### Objective
Turn the lines below into a numbered list, from the line with "like x=40, y=86." up to and including the line with "x=103, y=194". Leave out any blank lines and everything outside that stretch.

##### Extracted entries

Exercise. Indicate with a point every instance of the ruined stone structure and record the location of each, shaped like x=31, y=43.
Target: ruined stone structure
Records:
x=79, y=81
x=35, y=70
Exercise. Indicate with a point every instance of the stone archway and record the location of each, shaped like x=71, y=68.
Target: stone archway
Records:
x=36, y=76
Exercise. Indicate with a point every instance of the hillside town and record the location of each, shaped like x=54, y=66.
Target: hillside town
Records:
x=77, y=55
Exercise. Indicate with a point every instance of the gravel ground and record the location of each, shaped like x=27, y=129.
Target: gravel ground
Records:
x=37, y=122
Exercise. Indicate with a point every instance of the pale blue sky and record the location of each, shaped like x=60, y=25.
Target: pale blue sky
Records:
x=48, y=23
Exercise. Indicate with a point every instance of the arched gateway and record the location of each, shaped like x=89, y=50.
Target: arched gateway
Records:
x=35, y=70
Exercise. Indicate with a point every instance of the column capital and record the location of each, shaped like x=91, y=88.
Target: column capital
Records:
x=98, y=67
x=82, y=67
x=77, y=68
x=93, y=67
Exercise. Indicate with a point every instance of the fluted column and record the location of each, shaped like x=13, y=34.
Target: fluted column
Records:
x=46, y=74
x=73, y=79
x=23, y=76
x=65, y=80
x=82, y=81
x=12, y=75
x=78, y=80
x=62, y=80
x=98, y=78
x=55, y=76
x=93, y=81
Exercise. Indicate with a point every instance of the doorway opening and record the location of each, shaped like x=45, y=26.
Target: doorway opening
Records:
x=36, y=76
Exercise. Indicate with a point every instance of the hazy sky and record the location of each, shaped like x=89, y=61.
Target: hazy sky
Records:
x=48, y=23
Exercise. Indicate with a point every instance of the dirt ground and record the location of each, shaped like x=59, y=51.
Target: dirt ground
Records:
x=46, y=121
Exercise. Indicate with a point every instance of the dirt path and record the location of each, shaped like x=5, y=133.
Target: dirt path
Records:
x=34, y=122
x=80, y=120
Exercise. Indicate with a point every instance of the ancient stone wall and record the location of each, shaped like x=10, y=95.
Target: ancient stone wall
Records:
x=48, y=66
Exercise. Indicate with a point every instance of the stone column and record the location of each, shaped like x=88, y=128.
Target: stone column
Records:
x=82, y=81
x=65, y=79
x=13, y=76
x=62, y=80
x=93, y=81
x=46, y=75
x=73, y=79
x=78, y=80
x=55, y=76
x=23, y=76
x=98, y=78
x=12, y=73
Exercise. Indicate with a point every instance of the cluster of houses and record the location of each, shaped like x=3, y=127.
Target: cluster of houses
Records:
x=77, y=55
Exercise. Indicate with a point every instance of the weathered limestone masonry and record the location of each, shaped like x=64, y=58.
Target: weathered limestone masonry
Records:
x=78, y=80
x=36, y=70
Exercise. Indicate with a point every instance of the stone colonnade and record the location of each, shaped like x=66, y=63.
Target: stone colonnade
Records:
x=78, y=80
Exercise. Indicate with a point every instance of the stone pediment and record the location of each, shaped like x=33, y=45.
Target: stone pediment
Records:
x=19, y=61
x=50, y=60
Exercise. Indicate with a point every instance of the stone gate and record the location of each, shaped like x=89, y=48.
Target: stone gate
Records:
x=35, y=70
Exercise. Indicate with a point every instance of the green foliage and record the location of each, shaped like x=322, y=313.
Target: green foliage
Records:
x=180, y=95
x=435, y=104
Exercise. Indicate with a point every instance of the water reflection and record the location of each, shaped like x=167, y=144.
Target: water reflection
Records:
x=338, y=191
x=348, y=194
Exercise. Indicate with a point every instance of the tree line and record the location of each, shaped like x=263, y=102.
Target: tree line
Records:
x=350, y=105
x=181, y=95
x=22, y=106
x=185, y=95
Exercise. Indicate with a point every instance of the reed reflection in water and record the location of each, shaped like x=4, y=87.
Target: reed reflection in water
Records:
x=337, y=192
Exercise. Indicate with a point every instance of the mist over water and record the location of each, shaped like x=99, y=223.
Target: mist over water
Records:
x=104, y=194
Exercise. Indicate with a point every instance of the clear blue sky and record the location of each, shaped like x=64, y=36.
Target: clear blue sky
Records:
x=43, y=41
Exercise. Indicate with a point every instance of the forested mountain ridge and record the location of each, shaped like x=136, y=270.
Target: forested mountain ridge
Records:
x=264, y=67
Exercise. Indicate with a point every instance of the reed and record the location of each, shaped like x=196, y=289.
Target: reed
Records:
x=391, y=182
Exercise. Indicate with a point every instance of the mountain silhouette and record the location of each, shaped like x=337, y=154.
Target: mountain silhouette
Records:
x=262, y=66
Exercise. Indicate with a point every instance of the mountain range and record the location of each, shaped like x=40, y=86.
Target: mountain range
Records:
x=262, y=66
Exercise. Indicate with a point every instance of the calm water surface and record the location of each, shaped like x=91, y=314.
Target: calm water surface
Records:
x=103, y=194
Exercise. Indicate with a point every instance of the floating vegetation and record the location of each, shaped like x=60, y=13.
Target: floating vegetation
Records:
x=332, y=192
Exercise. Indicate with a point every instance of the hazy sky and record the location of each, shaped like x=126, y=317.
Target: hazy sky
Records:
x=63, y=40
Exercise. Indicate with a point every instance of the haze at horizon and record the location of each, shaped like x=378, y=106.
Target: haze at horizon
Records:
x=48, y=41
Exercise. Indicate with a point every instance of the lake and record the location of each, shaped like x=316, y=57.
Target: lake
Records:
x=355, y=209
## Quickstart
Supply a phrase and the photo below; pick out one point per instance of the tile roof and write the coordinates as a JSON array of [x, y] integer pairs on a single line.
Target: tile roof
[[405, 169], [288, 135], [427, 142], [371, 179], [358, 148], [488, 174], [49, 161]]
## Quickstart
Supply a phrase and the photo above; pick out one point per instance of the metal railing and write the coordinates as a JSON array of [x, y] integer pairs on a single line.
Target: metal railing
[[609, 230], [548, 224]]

##########

### Final result
1. Exercise. Indicate with a point every instance of the mountain range and record the location of each, shaped like x=40, y=86.
2. Target: mountain range
3. Records:
4. x=262, y=66
5. Exercise. Indicate with a point every instance of the calm water surface and record the location of each, shaped like x=91, y=314.
6. Target: calm water surface
7. Records:
8. x=103, y=194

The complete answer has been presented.